§ Written problem:
List every line in the data below that contains the string "stool". Case counts.

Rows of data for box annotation
--------
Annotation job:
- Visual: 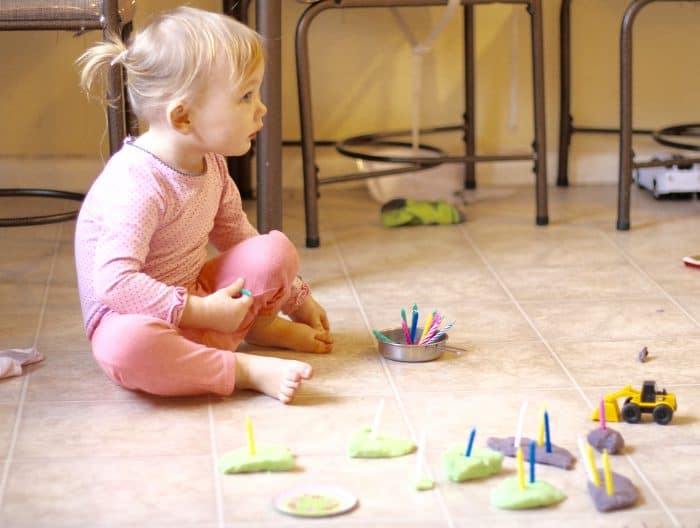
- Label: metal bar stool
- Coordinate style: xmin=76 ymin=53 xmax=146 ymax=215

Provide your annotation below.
xmin=296 ymin=0 xmax=549 ymax=247
xmin=222 ymin=0 xmax=254 ymax=200
xmin=557 ymin=0 xmax=700 ymax=231
xmin=0 ymin=0 xmax=136 ymax=227
xmin=617 ymin=0 xmax=700 ymax=231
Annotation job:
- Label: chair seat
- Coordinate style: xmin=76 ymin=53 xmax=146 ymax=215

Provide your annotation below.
xmin=0 ymin=0 xmax=136 ymax=30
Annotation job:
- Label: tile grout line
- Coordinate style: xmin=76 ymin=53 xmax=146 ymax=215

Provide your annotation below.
xmin=625 ymin=455 xmax=682 ymax=527
xmin=0 ymin=224 xmax=63 ymax=512
xmin=603 ymin=232 xmax=700 ymax=327
xmin=460 ymin=226 xmax=680 ymax=526
xmin=602 ymin=232 xmax=688 ymax=526
xmin=207 ymin=396 xmax=224 ymax=528
xmin=459 ymin=225 xmax=593 ymax=407
xmin=333 ymin=233 xmax=455 ymax=528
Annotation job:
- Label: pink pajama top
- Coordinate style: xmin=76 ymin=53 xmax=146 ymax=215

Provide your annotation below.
xmin=75 ymin=138 xmax=302 ymax=338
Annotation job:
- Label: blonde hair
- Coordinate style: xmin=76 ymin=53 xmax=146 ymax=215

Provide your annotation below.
xmin=77 ymin=7 xmax=263 ymax=120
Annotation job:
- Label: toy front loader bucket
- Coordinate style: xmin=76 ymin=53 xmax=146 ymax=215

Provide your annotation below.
xmin=591 ymin=402 xmax=620 ymax=422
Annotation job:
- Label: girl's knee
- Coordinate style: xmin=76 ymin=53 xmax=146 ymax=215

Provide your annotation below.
xmin=255 ymin=231 xmax=299 ymax=282
xmin=92 ymin=314 xmax=174 ymax=377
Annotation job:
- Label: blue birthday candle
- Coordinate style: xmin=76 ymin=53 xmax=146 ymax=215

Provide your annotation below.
xmin=464 ymin=427 xmax=476 ymax=457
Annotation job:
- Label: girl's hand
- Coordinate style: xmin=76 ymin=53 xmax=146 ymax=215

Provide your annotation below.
xmin=289 ymin=294 xmax=330 ymax=332
xmin=180 ymin=279 xmax=253 ymax=334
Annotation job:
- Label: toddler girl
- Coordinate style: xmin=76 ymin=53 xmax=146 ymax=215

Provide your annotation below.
xmin=75 ymin=7 xmax=333 ymax=403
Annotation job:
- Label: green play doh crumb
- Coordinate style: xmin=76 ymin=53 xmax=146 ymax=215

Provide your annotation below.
xmin=217 ymin=444 xmax=295 ymax=473
xmin=416 ymin=477 xmax=435 ymax=491
xmin=491 ymin=477 xmax=566 ymax=510
xmin=348 ymin=427 xmax=416 ymax=458
xmin=442 ymin=445 xmax=503 ymax=482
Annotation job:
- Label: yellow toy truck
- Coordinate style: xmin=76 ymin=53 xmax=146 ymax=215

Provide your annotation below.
xmin=591 ymin=381 xmax=677 ymax=425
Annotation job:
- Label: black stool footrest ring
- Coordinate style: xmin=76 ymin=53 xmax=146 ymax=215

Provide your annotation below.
xmin=652 ymin=123 xmax=700 ymax=151
xmin=0 ymin=188 xmax=85 ymax=227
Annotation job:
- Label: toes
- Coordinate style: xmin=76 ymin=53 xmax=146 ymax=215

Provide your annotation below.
xmin=316 ymin=332 xmax=333 ymax=345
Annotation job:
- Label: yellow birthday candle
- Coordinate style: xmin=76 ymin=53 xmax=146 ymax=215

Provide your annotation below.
xmin=603 ymin=449 xmax=615 ymax=495
xmin=586 ymin=444 xmax=600 ymax=486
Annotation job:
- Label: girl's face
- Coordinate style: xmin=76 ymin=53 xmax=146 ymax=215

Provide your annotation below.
xmin=191 ymin=64 xmax=267 ymax=156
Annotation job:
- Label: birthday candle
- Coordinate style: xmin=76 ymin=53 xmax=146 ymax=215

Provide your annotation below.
xmin=411 ymin=304 xmax=418 ymax=343
xmin=415 ymin=431 xmax=425 ymax=482
xmin=372 ymin=330 xmax=393 ymax=343
xmin=245 ymin=416 xmax=255 ymax=456
xmin=603 ymin=449 xmax=615 ymax=495
xmin=370 ymin=398 xmax=384 ymax=440
xmin=544 ymin=411 xmax=552 ymax=453
xmin=576 ymin=436 xmax=600 ymax=486
xmin=515 ymin=446 xmax=525 ymax=490
xmin=586 ymin=444 xmax=600 ymax=486
xmin=464 ymin=427 xmax=476 ymax=457
xmin=401 ymin=308 xmax=413 ymax=345
xmin=418 ymin=311 xmax=437 ymax=342
xmin=513 ymin=400 xmax=527 ymax=449
xmin=427 ymin=321 xmax=457 ymax=345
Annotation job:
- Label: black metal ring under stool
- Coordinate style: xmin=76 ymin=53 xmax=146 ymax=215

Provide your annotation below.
xmin=335 ymin=127 xmax=456 ymax=173
xmin=652 ymin=123 xmax=700 ymax=154
xmin=0 ymin=189 xmax=85 ymax=227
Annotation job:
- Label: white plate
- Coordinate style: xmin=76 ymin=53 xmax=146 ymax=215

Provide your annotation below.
xmin=272 ymin=484 xmax=357 ymax=517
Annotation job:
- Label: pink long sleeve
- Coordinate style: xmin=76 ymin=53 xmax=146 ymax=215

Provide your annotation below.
xmin=75 ymin=144 xmax=257 ymax=336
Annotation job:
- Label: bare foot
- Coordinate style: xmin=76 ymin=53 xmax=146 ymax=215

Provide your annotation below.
xmin=236 ymin=352 xmax=312 ymax=403
xmin=245 ymin=316 xmax=333 ymax=354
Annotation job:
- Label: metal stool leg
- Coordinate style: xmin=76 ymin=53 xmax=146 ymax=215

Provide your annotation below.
xmin=528 ymin=0 xmax=549 ymax=225
xmin=557 ymin=0 xmax=573 ymax=187
xmin=464 ymin=4 xmax=476 ymax=189
xmin=295 ymin=4 xmax=324 ymax=248
xmin=222 ymin=0 xmax=254 ymax=200
xmin=617 ymin=0 xmax=655 ymax=231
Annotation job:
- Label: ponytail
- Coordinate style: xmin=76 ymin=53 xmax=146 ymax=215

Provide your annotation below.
xmin=76 ymin=34 xmax=128 ymax=104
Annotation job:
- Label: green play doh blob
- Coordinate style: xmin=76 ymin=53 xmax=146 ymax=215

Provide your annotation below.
xmin=217 ymin=444 xmax=295 ymax=473
xmin=491 ymin=477 xmax=566 ymax=510
xmin=348 ymin=427 xmax=416 ymax=458
xmin=442 ymin=445 xmax=503 ymax=482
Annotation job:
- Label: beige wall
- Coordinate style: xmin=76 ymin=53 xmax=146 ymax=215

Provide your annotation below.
xmin=0 ymin=0 xmax=700 ymax=182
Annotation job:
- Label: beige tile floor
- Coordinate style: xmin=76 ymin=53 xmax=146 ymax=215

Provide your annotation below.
xmin=0 ymin=150 xmax=700 ymax=528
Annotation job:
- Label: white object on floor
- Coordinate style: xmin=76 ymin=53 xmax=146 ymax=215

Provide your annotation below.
xmin=634 ymin=153 xmax=700 ymax=198
xmin=0 ymin=347 xmax=44 ymax=379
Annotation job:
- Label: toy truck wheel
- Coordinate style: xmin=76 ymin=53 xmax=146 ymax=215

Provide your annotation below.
xmin=653 ymin=405 xmax=673 ymax=425
xmin=622 ymin=403 xmax=642 ymax=423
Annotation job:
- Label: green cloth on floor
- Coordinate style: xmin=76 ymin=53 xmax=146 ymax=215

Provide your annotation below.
xmin=381 ymin=198 xmax=464 ymax=227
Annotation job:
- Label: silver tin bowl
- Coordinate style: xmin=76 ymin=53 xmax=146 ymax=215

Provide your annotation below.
xmin=377 ymin=328 xmax=447 ymax=363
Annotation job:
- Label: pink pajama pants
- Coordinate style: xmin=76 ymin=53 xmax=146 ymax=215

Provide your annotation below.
xmin=91 ymin=231 xmax=299 ymax=396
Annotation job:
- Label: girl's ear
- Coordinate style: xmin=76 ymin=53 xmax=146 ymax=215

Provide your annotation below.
xmin=167 ymin=101 xmax=191 ymax=134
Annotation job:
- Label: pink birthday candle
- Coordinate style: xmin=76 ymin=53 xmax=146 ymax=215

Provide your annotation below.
xmin=420 ymin=312 xmax=442 ymax=345
xmin=401 ymin=319 xmax=413 ymax=345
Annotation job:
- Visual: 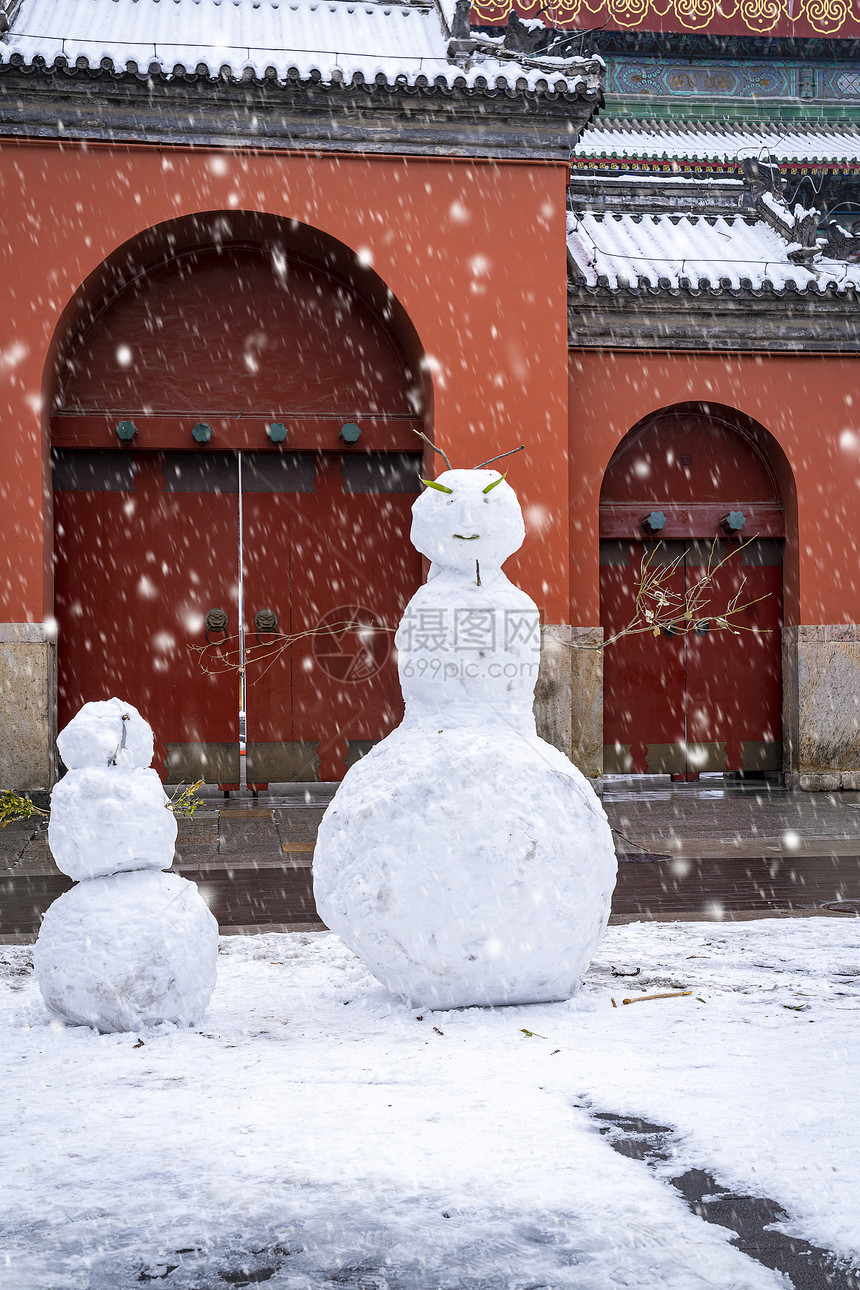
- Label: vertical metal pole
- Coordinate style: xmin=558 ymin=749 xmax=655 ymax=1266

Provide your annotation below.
xmin=236 ymin=453 xmax=248 ymax=797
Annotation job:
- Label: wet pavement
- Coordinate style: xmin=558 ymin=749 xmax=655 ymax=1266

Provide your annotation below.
xmin=0 ymin=775 xmax=860 ymax=942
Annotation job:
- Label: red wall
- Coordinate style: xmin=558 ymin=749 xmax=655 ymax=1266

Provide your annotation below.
xmin=0 ymin=142 xmax=569 ymax=622
xmin=570 ymin=350 xmax=860 ymax=624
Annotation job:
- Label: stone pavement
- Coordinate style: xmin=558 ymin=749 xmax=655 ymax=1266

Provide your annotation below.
xmin=0 ymin=777 xmax=860 ymax=943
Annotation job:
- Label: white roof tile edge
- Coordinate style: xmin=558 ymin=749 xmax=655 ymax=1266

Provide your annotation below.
xmin=567 ymin=212 xmax=860 ymax=293
xmin=575 ymin=123 xmax=860 ymax=163
xmin=0 ymin=0 xmax=601 ymax=98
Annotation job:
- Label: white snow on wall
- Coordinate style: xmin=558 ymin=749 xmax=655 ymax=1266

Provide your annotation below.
xmin=575 ymin=120 xmax=860 ymax=161
xmin=567 ymin=212 xmax=860 ymax=292
xmin=0 ymin=0 xmax=597 ymax=93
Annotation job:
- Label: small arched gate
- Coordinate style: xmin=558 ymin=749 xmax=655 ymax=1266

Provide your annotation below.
xmin=52 ymin=243 xmax=422 ymax=786
xmin=600 ymin=406 xmax=785 ymax=778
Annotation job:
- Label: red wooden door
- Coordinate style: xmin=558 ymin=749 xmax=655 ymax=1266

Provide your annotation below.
xmin=601 ymin=542 xmax=685 ymax=774
xmin=601 ymin=406 xmax=784 ymax=774
xmin=54 ymin=452 xmax=420 ymax=783
xmin=52 ymin=230 xmax=422 ymax=784
xmin=601 ymin=539 xmax=783 ymax=774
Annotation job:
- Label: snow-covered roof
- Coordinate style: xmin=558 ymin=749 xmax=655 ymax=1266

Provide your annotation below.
xmin=0 ymin=0 xmax=600 ymax=97
xmin=567 ymin=212 xmax=860 ymax=293
xmin=575 ymin=119 xmax=860 ymax=164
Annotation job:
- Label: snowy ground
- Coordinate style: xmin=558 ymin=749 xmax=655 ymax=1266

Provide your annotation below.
xmin=0 ymin=918 xmax=860 ymax=1290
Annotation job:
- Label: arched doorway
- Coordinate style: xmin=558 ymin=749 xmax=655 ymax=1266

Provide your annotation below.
xmin=52 ymin=227 xmax=423 ymax=786
xmin=600 ymin=404 xmax=785 ymax=778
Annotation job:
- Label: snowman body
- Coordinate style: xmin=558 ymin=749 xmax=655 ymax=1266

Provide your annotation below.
xmin=313 ymin=471 xmax=616 ymax=1009
xmin=35 ymin=699 xmax=218 ymax=1031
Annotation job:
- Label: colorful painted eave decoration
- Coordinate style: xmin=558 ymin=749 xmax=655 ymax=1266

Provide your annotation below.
xmin=472 ymin=0 xmax=860 ymax=37
xmin=571 ymin=154 xmax=860 ymax=177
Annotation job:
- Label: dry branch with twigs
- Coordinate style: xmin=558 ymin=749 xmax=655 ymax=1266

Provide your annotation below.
xmin=560 ymin=537 xmax=767 ymax=650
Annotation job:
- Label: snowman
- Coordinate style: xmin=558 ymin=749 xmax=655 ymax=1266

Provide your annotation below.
xmin=35 ymin=699 xmax=218 ymax=1031
xmin=313 ymin=468 xmax=616 ymax=1009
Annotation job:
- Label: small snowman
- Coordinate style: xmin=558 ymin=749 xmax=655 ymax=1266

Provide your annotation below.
xmin=313 ymin=468 xmax=616 ymax=1009
xmin=35 ymin=699 xmax=218 ymax=1032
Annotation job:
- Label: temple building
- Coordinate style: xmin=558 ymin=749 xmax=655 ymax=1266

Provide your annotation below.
xmin=0 ymin=0 xmax=860 ymax=791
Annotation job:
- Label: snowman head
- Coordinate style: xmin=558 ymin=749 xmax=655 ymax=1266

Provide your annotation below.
xmin=57 ymin=699 xmax=155 ymax=770
xmin=411 ymin=471 xmax=526 ymax=574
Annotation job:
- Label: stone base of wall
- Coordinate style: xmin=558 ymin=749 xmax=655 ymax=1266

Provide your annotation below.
xmin=535 ymin=624 xmax=603 ymax=780
xmin=0 ymin=623 xmax=57 ymax=791
xmin=783 ymin=623 xmax=860 ymax=792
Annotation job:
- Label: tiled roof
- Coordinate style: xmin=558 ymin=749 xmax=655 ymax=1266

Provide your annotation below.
xmin=575 ymin=119 xmax=860 ymax=163
xmin=567 ymin=212 xmax=860 ymax=293
xmin=0 ymin=0 xmax=600 ymax=98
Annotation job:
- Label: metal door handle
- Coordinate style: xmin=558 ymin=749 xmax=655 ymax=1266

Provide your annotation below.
xmin=204 ymin=609 xmax=228 ymax=645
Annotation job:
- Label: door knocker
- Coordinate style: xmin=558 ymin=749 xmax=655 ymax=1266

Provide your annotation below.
xmin=204 ymin=609 xmax=228 ymax=645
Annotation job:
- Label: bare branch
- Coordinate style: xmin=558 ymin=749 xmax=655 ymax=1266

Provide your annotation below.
xmin=472 ymin=444 xmax=526 ymax=471
xmin=413 ymin=426 xmax=454 ymax=471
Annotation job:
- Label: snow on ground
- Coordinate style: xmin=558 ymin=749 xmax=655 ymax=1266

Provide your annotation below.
xmin=0 ymin=918 xmax=860 ymax=1290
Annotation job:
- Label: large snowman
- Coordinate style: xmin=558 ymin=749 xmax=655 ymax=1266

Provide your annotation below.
xmin=313 ymin=470 xmax=616 ymax=1009
xmin=35 ymin=699 xmax=218 ymax=1031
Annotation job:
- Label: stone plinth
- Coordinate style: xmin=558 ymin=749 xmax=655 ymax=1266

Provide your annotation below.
xmin=0 ymin=623 xmax=57 ymax=789
xmin=534 ymin=624 xmax=603 ymax=779
xmin=783 ymin=623 xmax=860 ymax=792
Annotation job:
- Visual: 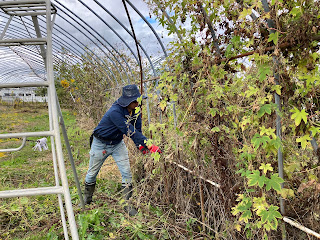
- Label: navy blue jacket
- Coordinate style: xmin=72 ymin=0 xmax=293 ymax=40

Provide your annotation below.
xmin=93 ymin=101 xmax=147 ymax=147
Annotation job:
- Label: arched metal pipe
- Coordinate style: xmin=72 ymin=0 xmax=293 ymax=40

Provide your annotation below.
xmin=78 ymin=0 xmax=155 ymax=74
xmin=56 ymin=6 xmax=129 ymax=81
xmin=57 ymin=1 xmax=134 ymax=81
xmin=125 ymin=0 xmax=168 ymax=57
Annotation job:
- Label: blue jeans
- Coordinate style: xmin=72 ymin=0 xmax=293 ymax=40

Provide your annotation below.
xmin=85 ymin=137 xmax=132 ymax=184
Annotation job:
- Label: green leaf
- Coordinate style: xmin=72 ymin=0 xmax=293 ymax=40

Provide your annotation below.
xmin=245 ymin=86 xmax=259 ymax=97
xmin=268 ymin=32 xmax=279 ymax=45
xmin=251 ymin=133 xmax=270 ymax=149
xmin=266 ymin=174 xmax=284 ymax=191
xmin=258 ymin=64 xmax=272 ymax=82
xmin=309 ymin=126 xmax=320 ymax=137
xmin=260 ymin=205 xmax=282 ymax=230
xmin=296 ymin=134 xmax=311 ymax=149
xmin=271 ymin=85 xmax=281 ymax=96
xmin=259 ymin=163 xmax=273 ymax=174
xmin=211 ymin=127 xmax=220 ymax=132
xmin=258 ymin=104 xmax=273 ymax=118
xmin=290 ymin=6 xmax=302 ymax=17
xmin=290 ymin=107 xmax=308 ymax=126
xmin=239 ymin=210 xmax=252 ymax=223
xmin=248 ymin=170 xmax=267 ymax=188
--------
§ Problem solution:
- Label: metal bar stool
- Label: black stool footrest ring
- Label: black metal ring under stool
- Label: metal stool leg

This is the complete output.